── MATERIAL FOR THIS EXERCISE

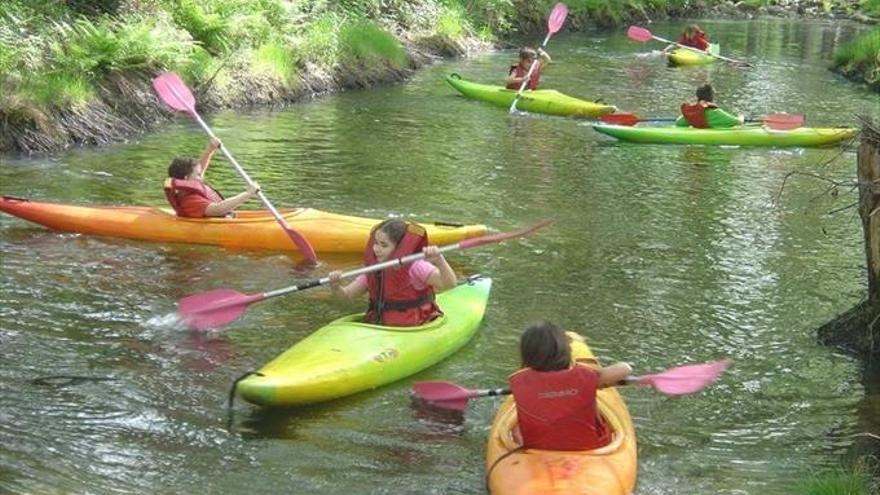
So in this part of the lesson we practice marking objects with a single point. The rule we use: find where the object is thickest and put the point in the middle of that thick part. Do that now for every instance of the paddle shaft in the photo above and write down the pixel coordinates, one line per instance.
(739, 62)
(359, 271)
(525, 82)
(302, 246)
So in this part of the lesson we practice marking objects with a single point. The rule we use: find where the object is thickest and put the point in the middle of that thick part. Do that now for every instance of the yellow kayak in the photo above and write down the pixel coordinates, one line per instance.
(610, 470)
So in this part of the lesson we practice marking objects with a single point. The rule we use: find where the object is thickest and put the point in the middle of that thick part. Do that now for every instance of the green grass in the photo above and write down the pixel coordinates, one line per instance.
(276, 59)
(861, 57)
(366, 45)
(857, 480)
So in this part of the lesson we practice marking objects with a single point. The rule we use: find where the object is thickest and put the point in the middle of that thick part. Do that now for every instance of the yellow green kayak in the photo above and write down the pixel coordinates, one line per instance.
(684, 56)
(747, 135)
(546, 101)
(348, 356)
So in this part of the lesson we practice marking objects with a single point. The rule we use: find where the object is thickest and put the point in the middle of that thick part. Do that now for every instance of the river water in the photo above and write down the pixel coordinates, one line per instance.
(660, 255)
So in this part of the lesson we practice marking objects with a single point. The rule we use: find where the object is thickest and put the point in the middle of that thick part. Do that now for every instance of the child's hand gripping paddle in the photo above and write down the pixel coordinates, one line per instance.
(174, 92)
(777, 121)
(554, 24)
(681, 380)
(222, 306)
(642, 35)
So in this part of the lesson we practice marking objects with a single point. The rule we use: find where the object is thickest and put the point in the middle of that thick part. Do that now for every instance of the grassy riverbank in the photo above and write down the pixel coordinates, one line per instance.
(77, 72)
(860, 59)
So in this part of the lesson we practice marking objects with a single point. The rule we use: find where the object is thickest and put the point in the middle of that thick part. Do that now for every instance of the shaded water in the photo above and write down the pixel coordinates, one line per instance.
(659, 254)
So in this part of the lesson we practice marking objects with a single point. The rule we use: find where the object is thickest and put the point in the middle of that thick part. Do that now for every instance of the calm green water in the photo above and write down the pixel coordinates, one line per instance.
(659, 254)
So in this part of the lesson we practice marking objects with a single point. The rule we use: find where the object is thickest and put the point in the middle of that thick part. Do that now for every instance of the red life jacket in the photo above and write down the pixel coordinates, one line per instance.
(518, 71)
(557, 410)
(695, 114)
(699, 41)
(393, 299)
(175, 189)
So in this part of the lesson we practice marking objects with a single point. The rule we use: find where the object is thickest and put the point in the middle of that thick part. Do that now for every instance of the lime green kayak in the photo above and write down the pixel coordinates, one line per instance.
(748, 135)
(347, 356)
(683, 56)
(545, 101)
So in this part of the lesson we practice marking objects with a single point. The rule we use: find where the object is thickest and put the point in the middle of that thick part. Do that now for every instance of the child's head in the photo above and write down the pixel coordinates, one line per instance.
(387, 236)
(545, 347)
(705, 93)
(181, 167)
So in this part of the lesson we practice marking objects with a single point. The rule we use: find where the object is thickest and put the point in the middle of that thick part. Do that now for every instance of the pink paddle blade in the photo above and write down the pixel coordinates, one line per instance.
(557, 18)
(213, 309)
(620, 119)
(688, 379)
(445, 395)
(639, 34)
(173, 91)
(502, 236)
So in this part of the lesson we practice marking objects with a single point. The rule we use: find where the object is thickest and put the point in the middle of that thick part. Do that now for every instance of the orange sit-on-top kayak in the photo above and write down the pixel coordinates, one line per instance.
(610, 470)
(326, 232)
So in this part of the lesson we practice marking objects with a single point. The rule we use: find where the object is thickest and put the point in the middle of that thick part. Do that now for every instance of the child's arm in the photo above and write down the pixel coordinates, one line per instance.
(350, 291)
(612, 375)
(443, 277)
(205, 159)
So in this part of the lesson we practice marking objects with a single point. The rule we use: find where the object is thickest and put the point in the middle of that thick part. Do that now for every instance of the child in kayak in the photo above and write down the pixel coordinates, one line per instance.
(400, 296)
(555, 398)
(694, 37)
(191, 196)
(704, 114)
(518, 71)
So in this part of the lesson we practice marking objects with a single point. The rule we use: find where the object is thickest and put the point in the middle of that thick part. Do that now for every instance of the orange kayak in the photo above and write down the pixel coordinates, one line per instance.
(326, 232)
(610, 470)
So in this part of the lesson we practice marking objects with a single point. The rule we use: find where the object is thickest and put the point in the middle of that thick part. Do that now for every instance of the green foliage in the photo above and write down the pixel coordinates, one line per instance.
(365, 44)
(871, 7)
(861, 57)
(842, 481)
(275, 58)
(57, 90)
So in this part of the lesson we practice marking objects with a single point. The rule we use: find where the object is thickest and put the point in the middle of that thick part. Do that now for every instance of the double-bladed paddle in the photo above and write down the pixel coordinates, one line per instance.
(222, 306)
(778, 121)
(174, 92)
(681, 380)
(642, 35)
(554, 24)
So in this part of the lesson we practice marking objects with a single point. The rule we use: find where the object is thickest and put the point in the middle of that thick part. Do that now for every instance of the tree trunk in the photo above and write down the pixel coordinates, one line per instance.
(858, 330)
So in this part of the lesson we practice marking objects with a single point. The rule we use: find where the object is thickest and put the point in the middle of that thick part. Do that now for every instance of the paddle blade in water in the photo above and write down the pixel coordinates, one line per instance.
(213, 309)
(557, 18)
(445, 395)
(620, 119)
(173, 91)
(688, 379)
(638, 34)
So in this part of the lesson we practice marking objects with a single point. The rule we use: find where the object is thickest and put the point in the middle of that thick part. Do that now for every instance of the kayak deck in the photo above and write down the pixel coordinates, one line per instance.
(546, 101)
(326, 232)
(348, 356)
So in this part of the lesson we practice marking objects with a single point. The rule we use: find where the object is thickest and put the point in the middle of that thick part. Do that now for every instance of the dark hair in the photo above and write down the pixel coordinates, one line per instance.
(545, 347)
(395, 229)
(528, 53)
(705, 93)
(181, 167)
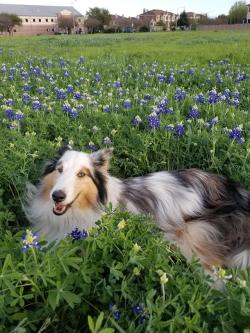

────

Return every line above exactly, omitting images.

■ **EXERCISE OUTPUT**
So in this part of the lesson we practice marking objects with a single point. The rule we use: find where the object is thickest and put the point in the middle of that thick part. Do that now for every instance of the paddle shaft in the photo above and write down the pixel coordinates, one line per instance.
(739, 62)
(359, 271)
(525, 82)
(302, 246)
So in this part of the lesson we practice marking objects with a single point. The rule we use: find where the object is thickest and put the point in the middle of that thick part. Do that now for every instance of the yellow kayak in the photo above and write down the pixel coordinates, one line per instance.
(610, 470)
So in this part of the lesson we practice marking objects with a single point. The rule we use: find where the object is thickest and put the point in the middle of that thick part. Do that now for every instance of the green grass in the photo above and write down the pixel coordinates, one line per instance.
(276, 59)
(861, 57)
(366, 45)
(857, 480)
So in this part of the lesson we practice marking objects with a single point. The rule we use: find where the object is thickest and put the point in the middle of that thick part. Do that now for every instance of the yellow green kayak in the photo above and write down the pixel coordinates, one line per instance.
(684, 56)
(747, 135)
(546, 101)
(348, 356)
So in this part of the lesson we practice marking objects with a single point. The rule we use: find where the object is thickest and put the point in the middle of that thick part. Do that now for every instance of the river water in the photo above and write down the pixel coordinates, one line per instance.
(660, 255)
So in this part of the lesson we practice marking objects with a single point. The rule we use: find where the object is thickest and put the point in the middle of that thick part. Do that now for every instance of the child's hand gripping paddle in the photo above and write down the pixel coordinates, one line per instance.
(174, 92)
(777, 121)
(554, 24)
(681, 380)
(222, 306)
(642, 35)
So in this part of the lesson we practice marking objects with a single point. The rule we use: find where the object is thickest and put the point in the middle of that thick part. Do that now for every instance of the grassy riverbank in the photo above and write down the pixel coordinates, one line per instance.
(77, 72)
(860, 59)
So in this part of the lesson we practice marking objects with a single point. The rule we use: find where the object is thickest and put the point in the middle of that thick part. Do that now for every instance of the shaded water in the photo above and write down the pixel coordinates, one line per instance.
(659, 254)
So in this part of the lesson we practice marking objects with a single point. The rule we use: find where the object is thickest and put the point in the middle of that thick part. Do that now for every instance of the calm green water in the photo above and write down the pixel coordinates, one line per instance.
(659, 254)
So in this part of the lesson we practice marking objects with a single point. The rule we use: find where the object is thickest and put the point in the middle of that thick part. Do that now for every instance of the red life jacket in the photo above and write down the pixel coordinates, one line per instance.
(518, 71)
(557, 410)
(695, 114)
(699, 41)
(393, 299)
(175, 189)
So in this part of the lesson we practice marking objects with a single point. The rule we use: find where the object is thickest and put the point in the middle of that thick part. Do that now for every instance of the lime green kayak in the photo above and write down the pixel coordinates, one line per instance.
(748, 135)
(347, 356)
(683, 56)
(545, 101)
So in this part of the lesson we practice marking objects with a single point. The rule we use: find where the object is thickest and put the point in the middle of that thick part. Do that now for every instance of the child's head in the photo above and write down the pixel coordinates, one line per instance.
(387, 236)
(545, 347)
(705, 93)
(181, 167)
So in this part of the lesson we practice marking objects with a single point. The rule we use: find where the object is thickest and put the point in the middle of that thick part. Do that now for every instance of the pink paddle blade in the photo above and write down the pixel coordinates, one line per instance.
(557, 18)
(213, 309)
(620, 119)
(688, 379)
(445, 395)
(639, 34)
(173, 91)
(502, 236)
So in this part of the lesson we practice marking objects with a single point. The rule we use: find where the object is thickest and put the point in the middle of that thick part. Do that now for every instance of the orange sit-on-top kayak in the photo above and write down the pixel coordinates, one line per instance.
(610, 470)
(326, 232)
So in this part of the lesson we practice marking objects with a single point. The rule we use: find where the object is thickest and put the point in the middle of that thick part. Do that now for every instance of the child's arm in the photo above and write down the pixel coordinates, one line per instance.
(350, 291)
(612, 375)
(443, 277)
(205, 159)
So in this part of the lesson we practice marking objects with a single point. The rule we use: find where the object is thickest and put the point in the middle of that thick part. Do that now for every instance of the child in kayak in the photo above and write down the pixel coordinates, one line per instance.
(400, 296)
(555, 398)
(694, 37)
(191, 196)
(704, 114)
(518, 71)
So in this part of the lesson we practice marking objects with a single point. The rule we use: find where the object is thickest and put the point in the middle of that thick part. Do that now for every instance of the orange kayak in the photo above and write down the pixel coordinates, one line per instance.
(326, 232)
(610, 470)
So in this part of the lesson we practice marking objects with a single point. The rule we use: find where the object is thickest and put the point in the middle of that thick part. Do that now for every instance of the green foliage in the photo above and write down the pixel coordinates, one line per instance.
(365, 44)
(871, 7)
(861, 57)
(842, 481)
(275, 58)
(57, 90)
So in this part of the lesson we practice marking objects with a single point. The rule we use: find where the object is thickest and put the point in the middle of that thick part. Do that now for every instance of the double-bladed paddle in the photo above and write down the pixel coordinates, one line per instance.
(222, 306)
(778, 121)
(174, 92)
(681, 380)
(642, 35)
(554, 24)
So in this part of the lesson we practice marking objects with a single point. The rule we use: find where the object is thickest and put the point in the middle of that thick part. Do that now for every instance of the tree trunk in the photo above and write down the pixel coordinates, one line per instance.
(858, 330)
So in this part of the lesson we practice marking objects with a single point. The rule we use: find where the object is thickest and put the point in the middle of that thick part. Do that now for every instance of the paddle blade in water in the photo above and write down the pixel coordinates, one line per instance.
(213, 309)
(557, 18)
(445, 395)
(620, 119)
(173, 91)
(688, 379)
(638, 34)
So in this part of the lesson we practice marking objects with a single point. The rule we use: find where the object is thickest and put the point in the middle of that thick part. Do that now for every instance of the kayak deck in the photo above and write down the pixel coordinates, one line per instance.
(546, 101)
(326, 232)
(348, 356)
So in this part of the lesson we practice marking objects with a single point. The rule we use: find where the object is thickest and put the point in the middle of that thick part. Do that now for every instance of the dark hair in the photo above and write down the pixel coordinates, one line per instance.
(545, 347)
(395, 229)
(528, 53)
(705, 93)
(181, 167)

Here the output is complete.